> _SUPPLIED MATERIAL_:
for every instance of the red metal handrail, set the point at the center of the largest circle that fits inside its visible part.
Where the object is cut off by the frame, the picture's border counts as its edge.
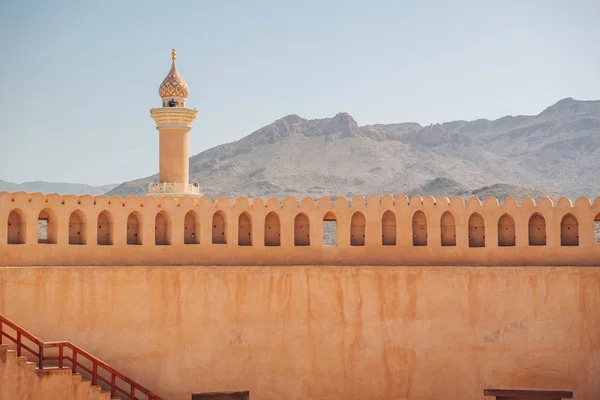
(76, 352)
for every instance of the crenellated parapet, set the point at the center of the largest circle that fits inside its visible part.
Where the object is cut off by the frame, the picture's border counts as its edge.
(39, 229)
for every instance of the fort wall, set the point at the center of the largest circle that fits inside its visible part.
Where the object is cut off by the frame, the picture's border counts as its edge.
(325, 333)
(85, 230)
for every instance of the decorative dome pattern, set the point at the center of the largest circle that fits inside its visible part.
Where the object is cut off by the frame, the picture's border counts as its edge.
(173, 84)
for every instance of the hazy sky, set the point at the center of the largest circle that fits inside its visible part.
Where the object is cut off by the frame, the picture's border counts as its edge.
(78, 78)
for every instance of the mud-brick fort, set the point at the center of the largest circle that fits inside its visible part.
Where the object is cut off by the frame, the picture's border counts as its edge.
(175, 295)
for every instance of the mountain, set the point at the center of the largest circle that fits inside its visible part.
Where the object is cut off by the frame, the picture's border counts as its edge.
(449, 188)
(556, 151)
(55, 187)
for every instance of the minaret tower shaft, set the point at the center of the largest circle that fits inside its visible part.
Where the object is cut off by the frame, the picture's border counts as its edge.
(173, 122)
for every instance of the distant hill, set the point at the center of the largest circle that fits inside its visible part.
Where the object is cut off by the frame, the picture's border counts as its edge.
(449, 188)
(55, 187)
(556, 151)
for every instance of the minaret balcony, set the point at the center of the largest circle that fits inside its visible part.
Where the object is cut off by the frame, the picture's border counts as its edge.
(173, 117)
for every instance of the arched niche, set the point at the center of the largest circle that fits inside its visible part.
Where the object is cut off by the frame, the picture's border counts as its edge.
(245, 229)
(476, 231)
(17, 227)
(506, 231)
(272, 230)
(388, 229)
(134, 228)
(357, 229)
(448, 229)
(105, 229)
(162, 229)
(301, 230)
(569, 231)
(191, 228)
(597, 229)
(537, 230)
(419, 227)
(77, 228)
(219, 228)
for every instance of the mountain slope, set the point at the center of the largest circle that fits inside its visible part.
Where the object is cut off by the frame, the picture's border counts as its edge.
(55, 187)
(557, 151)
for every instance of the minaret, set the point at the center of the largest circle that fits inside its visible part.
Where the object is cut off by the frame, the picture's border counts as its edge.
(173, 122)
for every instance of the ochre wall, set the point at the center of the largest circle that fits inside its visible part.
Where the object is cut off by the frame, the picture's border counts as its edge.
(410, 234)
(325, 333)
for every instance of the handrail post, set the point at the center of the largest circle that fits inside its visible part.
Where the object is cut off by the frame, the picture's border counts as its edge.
(94, 373)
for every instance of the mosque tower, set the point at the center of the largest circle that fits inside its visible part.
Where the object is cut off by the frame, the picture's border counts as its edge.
(173, 122)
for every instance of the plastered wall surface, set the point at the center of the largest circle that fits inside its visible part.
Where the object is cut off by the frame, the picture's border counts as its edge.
(89, 230)
(326, 332)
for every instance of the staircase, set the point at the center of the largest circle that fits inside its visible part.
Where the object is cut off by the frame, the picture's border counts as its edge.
(60, 375)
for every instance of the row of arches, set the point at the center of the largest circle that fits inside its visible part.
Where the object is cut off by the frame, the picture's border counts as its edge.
(569, 230)
(47, 229)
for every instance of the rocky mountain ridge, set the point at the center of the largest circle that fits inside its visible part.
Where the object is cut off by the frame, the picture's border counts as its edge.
(556, 151)
(55, 187)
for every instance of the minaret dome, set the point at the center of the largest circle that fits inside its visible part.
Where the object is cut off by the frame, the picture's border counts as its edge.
(173, 89)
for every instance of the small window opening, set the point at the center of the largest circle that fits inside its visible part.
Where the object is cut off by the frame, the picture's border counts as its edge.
(329, 230)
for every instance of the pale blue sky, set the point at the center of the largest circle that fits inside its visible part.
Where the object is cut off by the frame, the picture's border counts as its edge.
(78, 78)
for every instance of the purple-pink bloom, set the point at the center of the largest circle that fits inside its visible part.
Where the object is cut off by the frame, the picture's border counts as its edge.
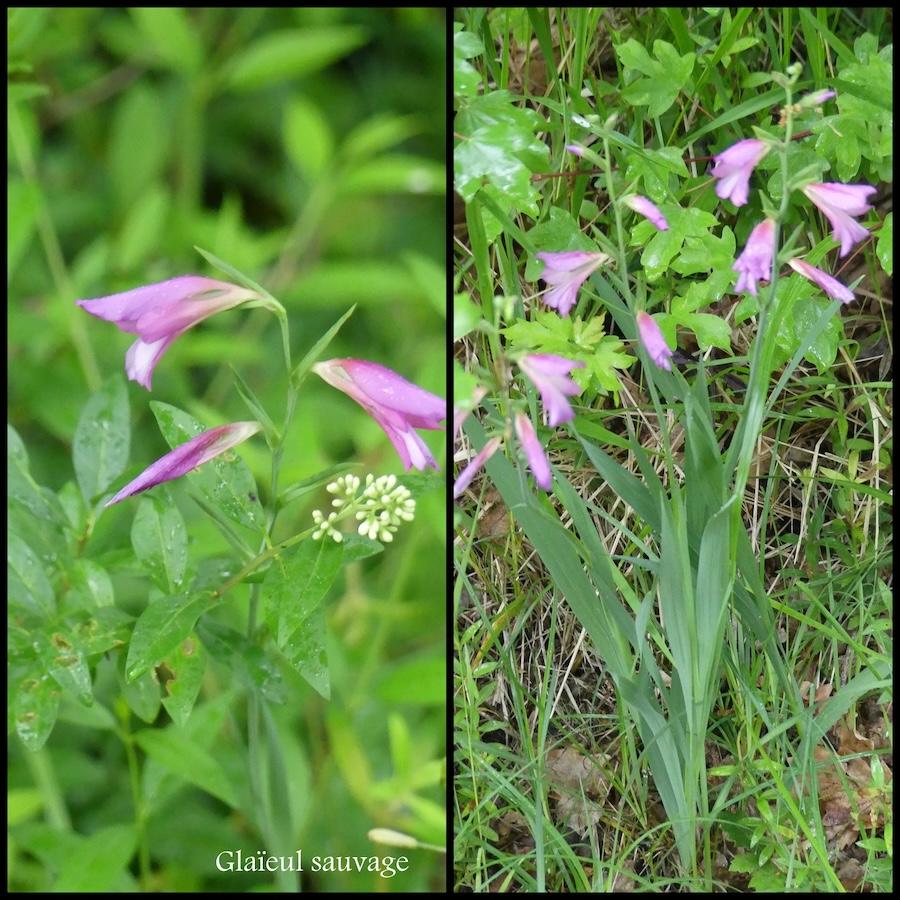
(159, 313)
(397, 405)
(654, 343)
(839, 203)
(550, 375)
(832, 287)
(534, 452)
(755, 263)
(817, 98)
(464, 479)
(566, 272)
(733, 168)
(187, 457)
(647, 209)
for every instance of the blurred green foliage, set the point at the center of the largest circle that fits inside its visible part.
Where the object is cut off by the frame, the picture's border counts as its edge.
(305, 147)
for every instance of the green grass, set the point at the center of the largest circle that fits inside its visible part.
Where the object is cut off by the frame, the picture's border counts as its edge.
(529, 679)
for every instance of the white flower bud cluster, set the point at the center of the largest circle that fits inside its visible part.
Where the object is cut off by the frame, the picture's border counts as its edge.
(380, 509)
(386, 505)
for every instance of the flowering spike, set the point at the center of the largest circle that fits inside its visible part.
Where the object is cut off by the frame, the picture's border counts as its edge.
(566, 272)
(187, 457)
(840, 203)
(755, 263)
(159, 313)
(396, 404)
(733, 168)
(550, 375)
(832, 287)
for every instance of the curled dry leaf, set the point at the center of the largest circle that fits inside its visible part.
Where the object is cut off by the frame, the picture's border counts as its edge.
(577, 786)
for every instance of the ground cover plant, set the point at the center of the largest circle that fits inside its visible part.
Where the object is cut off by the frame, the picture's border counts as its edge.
(225, 449)
(673, 252)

> _EXERCISE DESCRIPTION_:
Copy exactly the lines from the one containing "for every instance of the white" through the last line of the records, both included, and nothing else.

> _RESPONSE TO THE TASK_:
for every instance of the white flower bud cluster, set the point at the center of the largest circle that fits inside its visible part.
Where the object is cut off by the frame, the picture's border counts as its edge.
(380, 509)
(386, 505)
for every instance of the flowering spike, set the point at the center of the largest circle that fits inside its visible part.
Where the object is cut off by the frame, the picture's border counts as its edge.
(566, 272)
(187, 457)
(840, 203)
(755, 263)
(159, 313)
(396, 404)
(733, 168)
(550, 375)
(832, 287)
for every instance of the curled dry leaf, set the point at the center of the largest circle that fits inside its visible part.
Where the object is cut off by the frame, the picture's border counts as its edge.
(577, 786)
for every instance of the ground cover plant, set the point at the center of the largest circle that fits inside its visible part.
Where the object is cut off by the frame, the picture's border counts as its edge.
(225, 449)
(673, 252)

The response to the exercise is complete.